Data items:
====

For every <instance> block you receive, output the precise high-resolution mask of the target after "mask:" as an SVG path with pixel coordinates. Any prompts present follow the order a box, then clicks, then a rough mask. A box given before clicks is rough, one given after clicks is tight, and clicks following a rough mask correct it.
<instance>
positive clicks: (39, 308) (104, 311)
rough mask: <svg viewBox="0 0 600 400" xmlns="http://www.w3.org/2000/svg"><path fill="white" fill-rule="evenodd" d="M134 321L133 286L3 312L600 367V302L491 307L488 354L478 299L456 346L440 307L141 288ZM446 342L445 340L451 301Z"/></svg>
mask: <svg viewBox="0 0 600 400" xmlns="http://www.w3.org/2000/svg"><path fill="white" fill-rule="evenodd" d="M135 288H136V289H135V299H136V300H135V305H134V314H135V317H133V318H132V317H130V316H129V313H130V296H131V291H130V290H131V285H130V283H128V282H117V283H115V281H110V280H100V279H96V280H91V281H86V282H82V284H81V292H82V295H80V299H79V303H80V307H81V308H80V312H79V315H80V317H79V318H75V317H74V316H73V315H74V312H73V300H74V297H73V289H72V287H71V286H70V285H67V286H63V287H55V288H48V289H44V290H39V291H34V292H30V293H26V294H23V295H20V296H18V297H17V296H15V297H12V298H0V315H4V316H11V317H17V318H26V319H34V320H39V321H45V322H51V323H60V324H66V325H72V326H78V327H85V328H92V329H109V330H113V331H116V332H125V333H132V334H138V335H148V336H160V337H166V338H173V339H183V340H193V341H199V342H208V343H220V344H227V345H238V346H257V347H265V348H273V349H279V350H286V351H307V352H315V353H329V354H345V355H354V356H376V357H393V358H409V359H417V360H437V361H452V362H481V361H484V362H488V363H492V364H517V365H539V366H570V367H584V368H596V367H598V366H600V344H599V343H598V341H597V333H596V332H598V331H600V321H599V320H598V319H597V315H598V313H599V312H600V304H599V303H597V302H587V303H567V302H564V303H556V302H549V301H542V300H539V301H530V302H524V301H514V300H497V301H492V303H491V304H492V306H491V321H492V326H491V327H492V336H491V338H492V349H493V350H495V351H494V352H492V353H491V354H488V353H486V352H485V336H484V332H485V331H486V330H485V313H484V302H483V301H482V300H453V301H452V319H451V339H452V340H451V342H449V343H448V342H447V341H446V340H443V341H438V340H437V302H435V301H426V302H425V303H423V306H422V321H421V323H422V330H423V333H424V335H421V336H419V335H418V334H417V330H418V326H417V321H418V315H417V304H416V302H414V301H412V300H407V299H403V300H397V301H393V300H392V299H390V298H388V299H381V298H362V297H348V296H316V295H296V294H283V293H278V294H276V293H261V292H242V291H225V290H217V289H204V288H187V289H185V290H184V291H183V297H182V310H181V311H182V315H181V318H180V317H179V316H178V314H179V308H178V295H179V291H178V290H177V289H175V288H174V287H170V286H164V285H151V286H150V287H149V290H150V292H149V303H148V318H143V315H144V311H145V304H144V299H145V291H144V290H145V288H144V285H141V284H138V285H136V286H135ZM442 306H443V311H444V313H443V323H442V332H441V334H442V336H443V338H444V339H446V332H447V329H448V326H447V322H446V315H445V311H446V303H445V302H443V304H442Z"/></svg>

====

* [Try it]: Can you reproduce every line of the listing above, character for character?

* [Task solution]:
For every <instance> block you receive, output the precise high-resolution mask of the target after "mask:" as an SVG path with pixel coordinates. Any prompts present follow the order a box, then clicks, then a rough mask. A box given before clicks is rough, one given after clicks is tight, and clicks following a rough mask correct it.
<instance>
positive clicks: (39, 308) (104, 311)
rough mask: <svg viewBox="0 0 600 400" xmlns="http://www.w3.org/2000/svg"><path fill="white" fill-rule="evenodd" d="M134 321L133 286L3 312L600 367V302L491 307L488 354L478 299L456 346L440 307L141 288ZM446 342L445 340L451 301Z"/></svg>
mask: <svg viewBox="0 0 600 400" xmlns="http://www.w3.org/2000/svg"><path fill="white" fill-rule="evenodd" d="M135 288H136V289H135V299H136V300H135V305H134V314H135V317H133V318H132V317H130V316H129V313H130V296H131V291H130V290H131V285H130V283H128V282H117V283H115V281H110V280H100V279H96V280H91V281H86V282H82V284H81V292H82V295H80V299H79V303H80V307H81V308H80V312H79V315H80V317H79V318H75V317H74V316H73V315H74V312H73V300H74V297H73V289H72V287H71V286H70V285H67V286H63V287H55V288H48V289H44V290H39V291H34V292H30V293H26V294H23V295H20V296H18V297H17V296H15V297H12V298H0V315H4V316H11V317H17V318H26V319H34V320H39V321H45V322H51V323H60V324H66V325H72V326H78V327H85V328H92V329H109V330H113V331H116V332H125V333H132V334H138V335H148V336H160V337H166V338H173V339H183V340H193V341H199V342H208V343H220V344H227V345H238V346H257V347H265V348H273V349H279V350H286V351H307V352H315V353H329V354H345V355H354V356H376V357H393V358H409V359H417V360H437V361H452V362H481V361H484V362H488V363H492V364H517V365H539V366H570V367H584V368H596V367H598V366H600V344H599V343H598V341H597V333H596V332H598V331H600V321H599V320H598V319H597V315H598V313H599V312H600V304H599V303H597V302H587V303H567V302H564V303H556V302H549V301H542V300H539V301H530V302H524V301H514V300H497V301H492V303H491V304H492V306H491V321H492V326H491V327H492V336H491V338H492V349H493V350H495V351H494V352H492V353H491V354H488V353H486V352H485V336H484V332H485V331H486V330H485V313H484V302H483V301H482V300H453V301H452V319H451V339H452V340H451V342H449V343H448V342H447V341H446V340H443V341H438V340H437V302H435V301H426V302H425V303H423V306H422V321H421V323H422V330H423V333H424V335H421V336H419V335H418V334H417V330H418V326H417V321H418V315H417V304H416V302H414V301H412V300H407V299H403V300H397V301H393V300H392V299H390V298H388V299H381V298H362V297H348V296H316V295H296V294H283V293H278V294H276V293H261V292H242V291H225V290H217V289H204V288H187V289H185V290H184V291H183V297H182V310H181V311H182V315H181V318H180V317H179V316H178V314H179V308H178V295H179V291H178V290H177V289H175V288H174V287H170V286H164V285H151V286H150V287H149V290H150V292H149V303H148V318H143V315H144V311H145V304H144V299H145V291H144V290H145V288H144V285H141V284H138V285H136V286H135ZM442 306H443V311H444V313H443V323H442V332H441V334H442V336H443V338H444V339H446V332H447V329H448V326H447V322H446V315H445V311H446V303H445V302H443V304H442Z"/></svg>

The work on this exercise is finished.